▸ Work instructions
Keep only those lines of the records that include the string "written".

▸ Material provided
═══

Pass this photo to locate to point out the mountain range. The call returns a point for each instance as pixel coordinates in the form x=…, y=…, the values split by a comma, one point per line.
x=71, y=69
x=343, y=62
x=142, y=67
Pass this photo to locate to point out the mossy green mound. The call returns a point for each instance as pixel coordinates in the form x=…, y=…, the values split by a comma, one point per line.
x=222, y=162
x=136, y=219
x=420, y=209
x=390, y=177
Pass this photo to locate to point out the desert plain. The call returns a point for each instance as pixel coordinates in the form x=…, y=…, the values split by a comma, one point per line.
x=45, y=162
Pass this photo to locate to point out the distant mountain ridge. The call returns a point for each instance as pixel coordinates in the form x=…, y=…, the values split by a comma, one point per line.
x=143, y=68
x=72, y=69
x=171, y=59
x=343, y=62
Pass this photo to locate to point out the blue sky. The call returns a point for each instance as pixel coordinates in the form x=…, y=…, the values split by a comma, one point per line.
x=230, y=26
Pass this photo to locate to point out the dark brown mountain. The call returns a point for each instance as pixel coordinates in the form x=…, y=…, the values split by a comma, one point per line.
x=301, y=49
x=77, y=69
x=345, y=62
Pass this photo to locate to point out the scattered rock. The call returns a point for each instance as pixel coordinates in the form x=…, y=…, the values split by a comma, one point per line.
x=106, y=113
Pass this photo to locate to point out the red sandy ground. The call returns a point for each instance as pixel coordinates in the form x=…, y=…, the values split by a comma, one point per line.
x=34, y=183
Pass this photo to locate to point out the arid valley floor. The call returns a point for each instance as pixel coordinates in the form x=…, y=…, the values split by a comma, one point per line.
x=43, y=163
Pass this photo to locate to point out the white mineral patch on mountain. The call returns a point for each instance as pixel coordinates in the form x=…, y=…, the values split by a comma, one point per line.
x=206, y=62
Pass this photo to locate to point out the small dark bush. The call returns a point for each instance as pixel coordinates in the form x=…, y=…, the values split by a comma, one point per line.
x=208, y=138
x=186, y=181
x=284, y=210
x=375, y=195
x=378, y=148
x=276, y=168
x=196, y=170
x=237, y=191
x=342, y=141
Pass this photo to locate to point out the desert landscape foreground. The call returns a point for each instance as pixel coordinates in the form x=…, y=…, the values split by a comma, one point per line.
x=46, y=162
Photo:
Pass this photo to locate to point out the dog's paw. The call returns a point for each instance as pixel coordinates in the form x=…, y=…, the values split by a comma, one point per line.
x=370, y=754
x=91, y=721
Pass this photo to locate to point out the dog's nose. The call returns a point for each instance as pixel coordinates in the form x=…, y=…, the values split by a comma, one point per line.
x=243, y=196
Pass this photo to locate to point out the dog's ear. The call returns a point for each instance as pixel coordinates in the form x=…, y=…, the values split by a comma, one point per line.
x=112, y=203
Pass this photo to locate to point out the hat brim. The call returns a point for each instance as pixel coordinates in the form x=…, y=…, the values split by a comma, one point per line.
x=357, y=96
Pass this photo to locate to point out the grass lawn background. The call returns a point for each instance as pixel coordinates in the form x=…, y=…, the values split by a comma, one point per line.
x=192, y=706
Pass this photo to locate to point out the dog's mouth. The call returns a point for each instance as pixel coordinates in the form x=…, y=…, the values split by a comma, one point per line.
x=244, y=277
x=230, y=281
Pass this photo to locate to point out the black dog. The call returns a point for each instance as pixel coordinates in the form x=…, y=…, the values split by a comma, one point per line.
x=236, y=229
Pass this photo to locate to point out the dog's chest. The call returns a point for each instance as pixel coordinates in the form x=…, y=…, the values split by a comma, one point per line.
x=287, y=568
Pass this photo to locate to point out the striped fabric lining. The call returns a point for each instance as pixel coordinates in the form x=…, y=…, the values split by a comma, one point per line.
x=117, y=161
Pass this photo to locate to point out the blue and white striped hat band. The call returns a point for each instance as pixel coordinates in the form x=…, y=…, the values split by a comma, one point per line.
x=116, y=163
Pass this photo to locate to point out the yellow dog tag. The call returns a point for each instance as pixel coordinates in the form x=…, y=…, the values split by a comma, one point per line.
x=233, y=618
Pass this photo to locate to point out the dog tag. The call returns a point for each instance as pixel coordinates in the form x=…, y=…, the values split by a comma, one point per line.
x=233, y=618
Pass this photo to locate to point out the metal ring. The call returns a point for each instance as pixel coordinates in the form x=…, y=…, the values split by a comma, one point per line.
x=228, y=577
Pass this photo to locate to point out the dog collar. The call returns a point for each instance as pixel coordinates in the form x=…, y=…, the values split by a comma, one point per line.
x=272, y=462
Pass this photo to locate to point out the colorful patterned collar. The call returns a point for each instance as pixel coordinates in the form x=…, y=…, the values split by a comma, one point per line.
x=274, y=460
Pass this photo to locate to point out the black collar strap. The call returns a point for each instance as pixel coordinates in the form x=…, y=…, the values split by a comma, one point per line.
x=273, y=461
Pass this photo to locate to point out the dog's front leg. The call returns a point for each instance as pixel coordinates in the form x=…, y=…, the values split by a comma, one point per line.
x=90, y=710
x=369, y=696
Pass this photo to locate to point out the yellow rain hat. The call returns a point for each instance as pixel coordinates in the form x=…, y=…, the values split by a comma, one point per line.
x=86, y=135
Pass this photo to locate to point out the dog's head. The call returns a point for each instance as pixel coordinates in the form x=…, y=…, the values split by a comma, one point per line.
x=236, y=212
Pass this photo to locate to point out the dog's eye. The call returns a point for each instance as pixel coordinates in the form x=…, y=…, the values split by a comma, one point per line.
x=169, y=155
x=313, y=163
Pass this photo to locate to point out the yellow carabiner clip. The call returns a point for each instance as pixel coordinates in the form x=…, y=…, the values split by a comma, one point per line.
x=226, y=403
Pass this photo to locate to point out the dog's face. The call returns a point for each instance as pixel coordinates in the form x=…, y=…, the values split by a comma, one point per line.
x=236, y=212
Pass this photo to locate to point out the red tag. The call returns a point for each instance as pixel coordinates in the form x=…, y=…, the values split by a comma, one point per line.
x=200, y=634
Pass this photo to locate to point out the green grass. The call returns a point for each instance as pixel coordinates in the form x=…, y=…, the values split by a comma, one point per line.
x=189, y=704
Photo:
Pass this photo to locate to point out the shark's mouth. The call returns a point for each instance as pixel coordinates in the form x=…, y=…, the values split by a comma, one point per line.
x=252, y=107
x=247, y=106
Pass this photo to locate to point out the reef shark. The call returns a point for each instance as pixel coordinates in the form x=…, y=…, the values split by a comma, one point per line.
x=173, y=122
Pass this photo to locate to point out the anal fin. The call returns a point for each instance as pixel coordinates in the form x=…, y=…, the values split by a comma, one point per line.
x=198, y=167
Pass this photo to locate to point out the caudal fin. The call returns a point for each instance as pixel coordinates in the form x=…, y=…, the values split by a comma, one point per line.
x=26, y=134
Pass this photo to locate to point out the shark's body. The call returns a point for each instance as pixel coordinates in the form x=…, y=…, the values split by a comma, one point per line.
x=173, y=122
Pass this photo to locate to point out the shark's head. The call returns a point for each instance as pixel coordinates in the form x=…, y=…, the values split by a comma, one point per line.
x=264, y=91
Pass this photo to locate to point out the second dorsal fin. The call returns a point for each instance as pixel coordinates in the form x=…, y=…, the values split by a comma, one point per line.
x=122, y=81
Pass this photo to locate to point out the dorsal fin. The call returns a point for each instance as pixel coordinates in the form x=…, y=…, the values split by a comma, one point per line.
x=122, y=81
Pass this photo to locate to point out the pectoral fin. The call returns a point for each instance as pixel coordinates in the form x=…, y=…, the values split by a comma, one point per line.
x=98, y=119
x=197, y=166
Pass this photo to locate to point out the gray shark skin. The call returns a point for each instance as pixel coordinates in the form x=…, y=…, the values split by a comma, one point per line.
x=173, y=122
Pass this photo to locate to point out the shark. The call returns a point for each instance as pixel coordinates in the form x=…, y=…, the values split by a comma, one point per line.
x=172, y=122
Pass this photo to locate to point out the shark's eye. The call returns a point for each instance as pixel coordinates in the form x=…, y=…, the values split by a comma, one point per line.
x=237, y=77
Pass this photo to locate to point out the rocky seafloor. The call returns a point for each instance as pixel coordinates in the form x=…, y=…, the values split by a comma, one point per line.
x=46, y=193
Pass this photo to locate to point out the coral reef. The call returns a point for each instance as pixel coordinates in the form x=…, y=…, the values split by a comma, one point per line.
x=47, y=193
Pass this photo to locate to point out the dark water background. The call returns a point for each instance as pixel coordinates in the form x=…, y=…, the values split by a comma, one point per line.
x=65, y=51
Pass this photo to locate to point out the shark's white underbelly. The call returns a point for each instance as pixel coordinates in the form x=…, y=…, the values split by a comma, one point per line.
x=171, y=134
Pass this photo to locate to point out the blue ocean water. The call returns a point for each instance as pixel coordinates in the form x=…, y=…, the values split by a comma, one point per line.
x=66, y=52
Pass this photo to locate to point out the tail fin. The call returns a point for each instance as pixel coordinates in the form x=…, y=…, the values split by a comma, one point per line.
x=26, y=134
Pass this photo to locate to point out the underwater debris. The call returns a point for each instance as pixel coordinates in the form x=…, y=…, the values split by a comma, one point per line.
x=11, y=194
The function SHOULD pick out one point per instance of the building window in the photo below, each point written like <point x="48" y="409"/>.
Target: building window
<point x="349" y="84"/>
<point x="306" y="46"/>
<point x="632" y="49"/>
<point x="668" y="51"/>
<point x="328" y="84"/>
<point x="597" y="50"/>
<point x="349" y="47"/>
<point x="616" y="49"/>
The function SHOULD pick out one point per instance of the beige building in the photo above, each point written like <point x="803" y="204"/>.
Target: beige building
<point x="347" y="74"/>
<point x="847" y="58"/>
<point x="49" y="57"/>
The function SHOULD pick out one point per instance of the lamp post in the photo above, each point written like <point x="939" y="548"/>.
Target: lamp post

═══

▸ Response
The function SHOULD pick out one point per instance of the building window in the photo below, each point written like <point x="48" y="409"/>.
The function SHOULD pick out one point per instance of the beige building in the photo above, each point written like <point x="803" y="204"/>.
The function SHOULD pick out one point per instance of the lamp post in the photo above, each point written like <point x="939" y="548"/>.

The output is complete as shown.